(Given problem): Convert the portion of the listing that starts at the line containing "Ground the deckled" and continues through the end of the listing into a JSON list of strings, one string per line, omitting any blank lines.

Image box annotation records
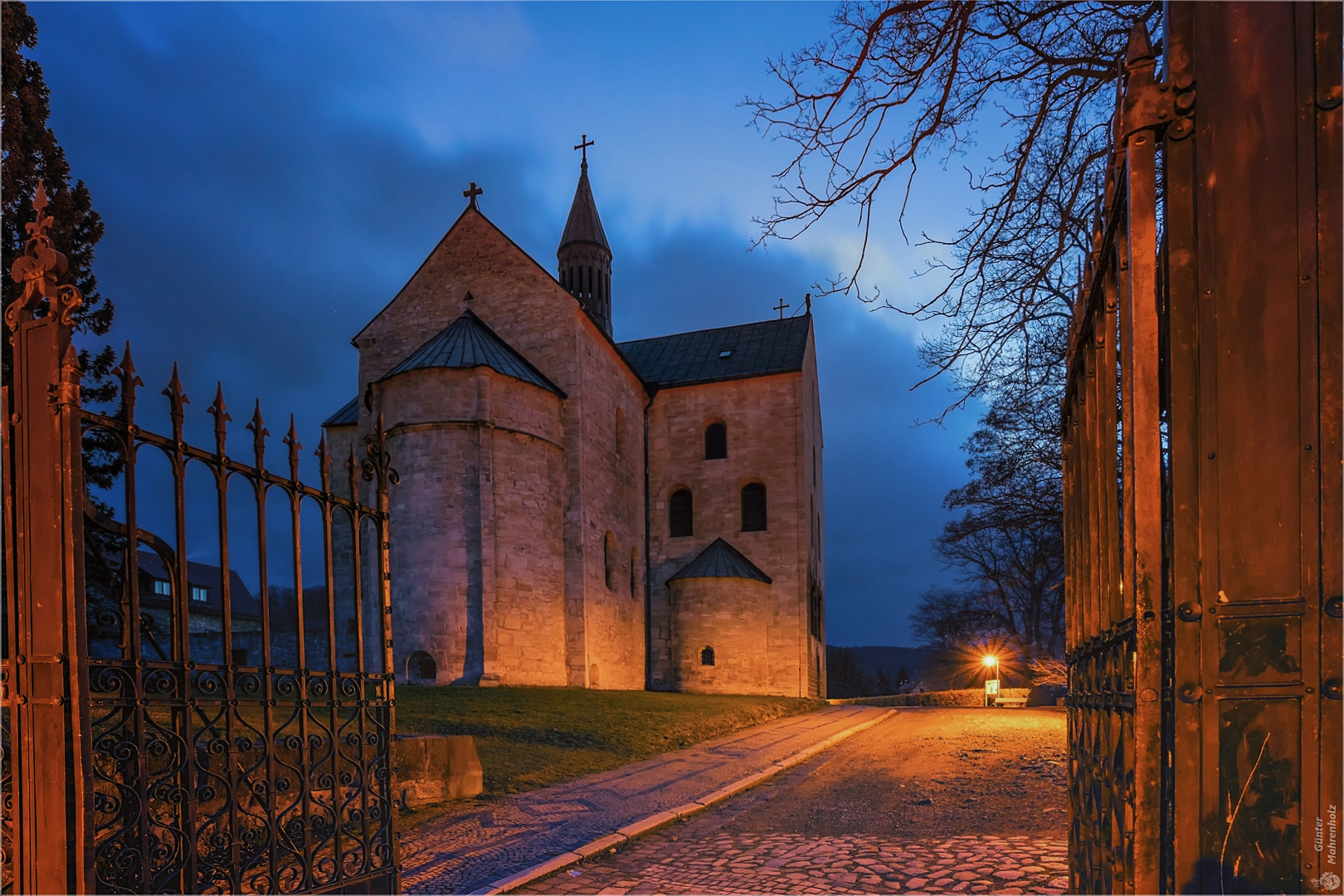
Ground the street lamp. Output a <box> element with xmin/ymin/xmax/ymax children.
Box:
<box><xmin>985</xmin><ymin>655</ymin><xmax>999</xmax><ymax>707</ymax></box>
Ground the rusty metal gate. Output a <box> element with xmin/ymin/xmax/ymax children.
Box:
<box><xmin>1062</xmin><ymin>2</ymin><xmax>1344</xmax><ymax>894</ymax></box>
<box><xmin>0</xmin><ymin>187</ymin><xmax>399</xmax><ymax>894</ymax></box>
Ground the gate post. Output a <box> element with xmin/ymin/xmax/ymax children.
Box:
<box><xmin>0</xmin><ymin>183</ymin><xmax>93</xmax><ymax>894</ymax></box>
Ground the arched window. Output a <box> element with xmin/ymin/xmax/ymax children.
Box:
<box><xmin>406</xmin><ymin>650</ymin><xmax>438</xmax><ymax>685</ymax></box>
<box><xmin>602</xmin><ymin>532</ymin><xmax>616</xmax><ymax>588</ymax></box>
<box><xmin>704</xmin><ymin>423</ymin><xmax>728</xmax><ymax>460</ymax></box>
<box><xmin>742</xmin><ymin>482</ymin><xmax>765</xmax><ymax>532</ymax></box>
<box><xmin>668</xmin><ymin>489</ymin><xmax>695</xmax><ymax>538</ymax></box>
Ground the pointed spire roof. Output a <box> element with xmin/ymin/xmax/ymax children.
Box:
<box><xmin>383</xmin><ymin>310</ymin><xmax>566</xmax><ymax>397</ymax></box>
<box><xmin>668</xmin><ymin>538</ymin><xmax>773</xmax><ymax>584</ymax></box>
<box><xmin>561</xmin><ymin>161</ymin><xmax>611</xmax><ymax>251</ymax></box>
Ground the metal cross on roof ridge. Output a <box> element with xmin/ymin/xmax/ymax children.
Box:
<box><xmin>575</xmin><ymin>134</ymin><xmax>597</xmax><ymax>167</ymax></box>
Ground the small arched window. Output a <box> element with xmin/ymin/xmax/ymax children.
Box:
<box><xmin>668</xmin><ymin>489</ymin><xmax>695</xmax><ymax>538</ymax></box>
<box><xmin>742</xmin><ymin>482</ymin><xmax>765</xmax><ymax>532</ymax></box>
<box><xmin>406</xmin><ymin>650</ymin><xmax>438</xmax><ymax>685</ymax></box>
<box><xmin>704</xmin><ymin>423</ymin><xmax>728</xmax><ymax>460</ymax></box>
<box><xmin>602</xmin><ymin>532</ymin><xmax>616</xmax><ymax>588</ymax></box>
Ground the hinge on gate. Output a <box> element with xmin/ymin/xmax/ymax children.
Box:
<box><xmin>47</xmin><ymin>382</ymin><xmax>80</xmax><ymax>407</ymax></box>
<box><xmin>1117</xmin><ymin>23</ymin><xmax>1195</xmax><ymax>143</ymax></box>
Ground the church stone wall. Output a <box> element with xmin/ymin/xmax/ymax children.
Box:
<box><xmin>649</xmin><ymin>359</ymin><xmax>820</xmax><ymax>696</ymax></box>
<box><xmin>355</xmin><ymin>208</ymin><xmax>645</xmax><ymax>688</ymax></box>
<box><xmin>670</xmin><ymin>579</ymin><xmax>772</xmax><ymax>694</ymax></box>
<box><xmin>568</xmin><ymin>313</ymin><xmax>646</xmax><ymax>690</ymax></box>
<box><xmin>373</xmin><ymin>368</ymin><xmax>564</xmax><ymax>685</ymax></box>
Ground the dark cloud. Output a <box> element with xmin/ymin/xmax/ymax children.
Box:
<box><xmin>34</xmin><ymin>4</ymin><xmax>969</xmax><ymax>645</ymax></box>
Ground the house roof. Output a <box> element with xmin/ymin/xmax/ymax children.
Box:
<box><xmin>136</xmin><ymin>551</ymin><xmax>261</xmax><ymax>619</ymax></box>
<box><xmin>668</xmin><ymin>538</ymin><xmax>773</xmax><ymax>584</ymax></box>
<box><xmin>561</xmin><ymin>161</ymin><xmax>611</xmax><ymax>251</ymax></box>
<box><xmin>620</xmin><ymin>314</ymin><xmax>811</xmax><ymax>388</ymax></box>
<box><xmin>323</xmin><ymin>395</ymin><xmax>359</xmax><ymax>426</ymax></box>
<box><xmin>378</xmin><ymin>310</ymin><xmax>564</xmax><ymax>395</ymax></box>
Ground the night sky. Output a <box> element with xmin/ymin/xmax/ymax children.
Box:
<box><xmin>30</xmin><ymin>2</ymin><xmax>992</xmax><ymax>645</ymax></box>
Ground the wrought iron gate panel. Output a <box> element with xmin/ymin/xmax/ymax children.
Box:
<box><xmin>1062</xmin><ymin>2</ymin><xmax>1344</xmax><ymax>894</ymax></box>
<box><xmin>0</xmin><ymin>185</ymin><xmax>399</xmax><ymax>894</ymax></box>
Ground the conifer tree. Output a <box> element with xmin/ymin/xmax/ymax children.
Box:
<box><xmin>0</xmin><ymin>2</ymin><xmax>122</xmax><ymax>488</ymax></box>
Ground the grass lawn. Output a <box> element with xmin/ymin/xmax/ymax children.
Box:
<box><xmin>397</xmin><ymin>685</ymin><xmax>825</xmax><ymax>796</ymax></box>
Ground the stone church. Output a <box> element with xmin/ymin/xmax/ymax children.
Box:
<box><xmin>324</xmin><ymin>155</ymin><xmax>825</xmax><ymax>697</ymax></box>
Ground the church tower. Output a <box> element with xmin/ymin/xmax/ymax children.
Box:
<box><xmin>555</xmin><ymin>134</ymin><xmax>611</xmax><ymax>336</ymax></box>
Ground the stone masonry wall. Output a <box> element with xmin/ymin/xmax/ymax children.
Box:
<box><xmin>670</xmin><ymin>579</ymin><xmax>772</xmax><ymax>694</ymax></box>
<box><xmin>343</xmin><ymin>208</ymin><xmax>645</xmax><ymax>688</ymax></box>
<box><xmin>649</xmin><ymin>359</ymin><xmax>820</xmax><ymax>696</ymax></box>
<box><xmin>375</xmin><ymin>368</ymin><xmax>564</xmax><ymax>685</ymax></box>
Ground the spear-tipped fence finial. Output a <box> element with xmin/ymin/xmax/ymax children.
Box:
<box><xmin>281</xmin><ymin>412</ymin><xmax>304</xmax><ymax>482</ymax></box>
<box><xmin>313</xmin><ymin>430</ymin><xmax>332</xmax><ymax>494</ymax></box>
<box><xmin>247</xmin><ymin>399</ymin><xmax>270</xmax><ymax>470</ymax></box>
<box><xmin>208</xmin><ymin>380</ymin><xmax>234</xmax><ymax>457</ymax></box>
<box><xmin>111</xmin><ymin>340</ymin><xmax>145</xmax><ymax>427</ymax></box>
<box><xmin>163</xmin><ymin>362</ymin><xmax>191</xmax><ymax>445</ymax></box>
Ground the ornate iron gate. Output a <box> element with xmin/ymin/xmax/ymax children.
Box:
<box><xmin>1062</xmin><ymin>2</ymin><xmax>1344</xmax><ymax>894</ymax></box>
<box><xmin>0</xmin><ymin>187</ymin><xmax>399</xmax><ymax>894</ymax></box>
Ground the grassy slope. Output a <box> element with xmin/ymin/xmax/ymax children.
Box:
<box><xmin>397</xmin><ymin>685</ymin><xmax>825</xmax><ymax>794</ymax></box>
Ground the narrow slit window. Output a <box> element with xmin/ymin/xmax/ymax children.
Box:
<box><xmin>742</xmin><ymin>482</ymin><xmax>765</xmax><ymax>532</ymax></box>
<box><xmin>704</xmin><ymin>423</ymin><xmax>728</xmax><ymax>460</ymax></box>
<box><xmin>668</xmin><ymin>489</ymin><xmax>695</xmax><ymax>538</ymax></box>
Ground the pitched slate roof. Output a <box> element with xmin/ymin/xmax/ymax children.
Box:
<box><xmin>323</xmin><ymin>395</ymin><xmax>359</xmax><ymax>426</ymax></box>
<box><xmin>379</xmin><ymin>310</ymin><xmax>564</xmax><ymax>397</ymax></box>
<box><xmin>620</xmin><ymin>314</ymin><xmax>811</xmax><ymax>388</ymax></box>
<box><xmin>136</xmin><ymin>551</ymin><xmax>261</xmax><ymax>619</ymax></box>
<box><xmin>668</xmin><ymin>538</ymin><xmax>773</xmax><ymax>584</ymax></box>
<box><xmin>561</xmin><ymin>163</ymin><xmax>611</xmax><ymax>251</ymax></box>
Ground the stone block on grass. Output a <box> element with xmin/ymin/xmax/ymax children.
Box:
<box><xmin>392</xmin><ymin>735</ymin><xmax>485</xmax><ymax>807</ymax></box>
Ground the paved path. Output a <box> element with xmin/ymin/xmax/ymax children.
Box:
<box><xmin>516</xmin><ymin>820</ymin><xmax>1069</xmax><ymax>896</ymax></box>
<box><xmin>401</xmin><ymin>707</ymin><xmax>889</xmax><ymax>894</ymax></box>
<box><xmin>516</xmin><ymin>708</ymin><xmax>1069</xmax><ymax>894</ymax></box>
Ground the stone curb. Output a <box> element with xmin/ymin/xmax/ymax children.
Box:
<box><xmin>468</xmin><ymin>709</ymin><xmax>897</xmax><ymax>896</ymax></box>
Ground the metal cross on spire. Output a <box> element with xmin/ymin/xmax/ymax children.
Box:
<box><xmin>575</xmin><ymin>134</ymin><xmax>597</xmax><ymax>168</ymax></box>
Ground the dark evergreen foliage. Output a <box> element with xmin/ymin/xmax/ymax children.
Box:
<box><xmin>0</xmin><ymin>2</ymin><xmax>122</xmax><ymax>489</ymax></box>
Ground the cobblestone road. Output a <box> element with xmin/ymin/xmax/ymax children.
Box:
<box><xmin>516</xmin><ymin>709</ymin><xmax>1069</xmax><ymax>894</ymax></box>
<box><xmin>401</xmin><ymin>707</ymin><xmax>886</xmax><ymax>894</ymax></box>
<box><xmin>516</xmin><ymin>821</ymin><xmax>1069</xmax><ymax>894</ymax></box>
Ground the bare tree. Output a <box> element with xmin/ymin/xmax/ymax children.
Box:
<box><xmin>746</xmin><ymin>0</ymin><xmax>1161</xmax><ymax>421</ymax></box>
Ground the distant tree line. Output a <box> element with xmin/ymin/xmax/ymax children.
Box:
<box><xmin>826</xmin><ymin>645</ymin><xmax>910</xmax><ymax>699</ymax></box>
<box><xmin>746</xmin><ymin>0</ymin><xmax>1162</xmax><ymax>683</ymax></box>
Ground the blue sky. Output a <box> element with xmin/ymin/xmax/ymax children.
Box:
<box><xmin>30</xmin><ymin>2</ymin><xmax>1000</xmax><ymax>645</ymax></box>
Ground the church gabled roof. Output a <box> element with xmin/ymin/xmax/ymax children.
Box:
<box><xmin>379</xmin><ymin>310</ymin><xmax>566</xmax><ymax>397</ymax></box>
<box><xmin>561</xmin><ymin>163</ymin><xmax>611</xmax><ymax>251</ymax></box>
<box><xmin>620</xmin><ymin>314</ymin><xmax>811</xmax><ymax>388</ymax></box>
<box><xmin>323</xmin><ymin>395</ymin><xmax>359</xmax><ymax>426</ymax></box>
<box><xmin>668</xmin><ymin>538</ymin><xmax>773</xmax><ymax>584</ymax></box>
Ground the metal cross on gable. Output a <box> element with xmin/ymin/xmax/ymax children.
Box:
<box><xmin>575</xmin><ymin>134</ymin><xmax>597</xmax><ymax>165</ymax></box>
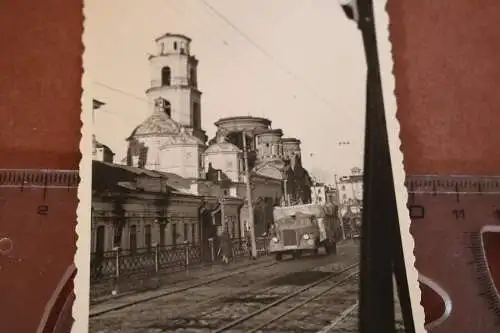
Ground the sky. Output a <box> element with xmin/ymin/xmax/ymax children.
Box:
<box><xmin>84</xmin><ymin>0</ymin><xmax>366</xmax><ymax>183</ymax></box>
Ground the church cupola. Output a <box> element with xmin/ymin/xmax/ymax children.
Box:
<box><xmin>146</xmin><ymin>33</ymin><xmax>207</xmax><ymax>142</ymax></box>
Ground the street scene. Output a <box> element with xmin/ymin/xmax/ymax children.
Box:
<box><xmin>85</xmin><ymin>0</ymin><xmax>398</xmax><ymax>333</ymax></box>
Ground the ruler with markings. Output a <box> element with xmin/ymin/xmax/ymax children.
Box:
<box><xmin>0</xmin><ymin>169</ymin><xmax>79</xmax><ymax>333</ymax></box>
<box><xmin>406</xmin><ymin>176</ymin><xmax>500</xmax><ymax>333</ymax></box>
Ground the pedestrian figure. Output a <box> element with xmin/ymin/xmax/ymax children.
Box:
<box><xmin>220</xmin><ymin>230</ymin><xmax>233</xmax><ymax>264</ymax></box>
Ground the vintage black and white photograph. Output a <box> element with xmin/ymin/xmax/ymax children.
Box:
<box><xmin>78</xmin><ymin>0</ymin><xmax>414</xmax><ymax>333</ymax></box>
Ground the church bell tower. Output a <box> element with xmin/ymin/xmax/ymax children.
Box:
<box><xmin>146</xmin><ymin>33</ymin><xmax>207</xmax><ymax>142</ymax></box>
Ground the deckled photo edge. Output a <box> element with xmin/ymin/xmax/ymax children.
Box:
<box><xmin>373</xmin><ymin>0</ymin><xmax>426</xmax><ymax>332</ymax></box>
<box><xmin>72</xmin><ymin>0</ymin><xmax>425</xmax><ymax>333</ymax></box>
<box><xmin>71</xmin><ymin>1</ymin><xmax>92</xmax><ymax>333</ymax></box>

(Task answer):
[
  "Ground the deckled photo edge. Output a <box> element with xmin/ymin/xmax/ymax children.",
  "Box:",
  "<box><xmin>373</xmin><ymin>0</ymin><xmax>426</xmax><ymax>332</ymax></box>",
  "<box><xmin>72</xmin><ymin>0</ymin><xmax>425</xmax><ymax>333</ymax></box>",
  "<box><xmin>71</xmin><ymin>1</ymin><xmax>92</xmax><ymax>333</ymax></box>"
]